# [DESCRIPTION OF THE TASK]
Without altering anything, repeat each of the records.

++++ RECORDS SHOWN ++++

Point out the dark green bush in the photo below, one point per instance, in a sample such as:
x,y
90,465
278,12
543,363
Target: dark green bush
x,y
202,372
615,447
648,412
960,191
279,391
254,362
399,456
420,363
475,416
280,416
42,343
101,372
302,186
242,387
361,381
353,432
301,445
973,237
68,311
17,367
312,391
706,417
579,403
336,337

++++

# [EXPECTED ANSWER]
Point out the dark green bush in the photo below, one point per instance, in a sample such as:
x,y
90,465
278,12
543,363
Target: dark green bush
x,y
202,372
615,447
648,412
960,191
279,391
254,362
399,456
420,363
475,416
280,416
42,343
101,372
302,186
242,387
361,381
353,432
301,445
973,237
68,311
17,367
312,391
706,417
579,403
336,337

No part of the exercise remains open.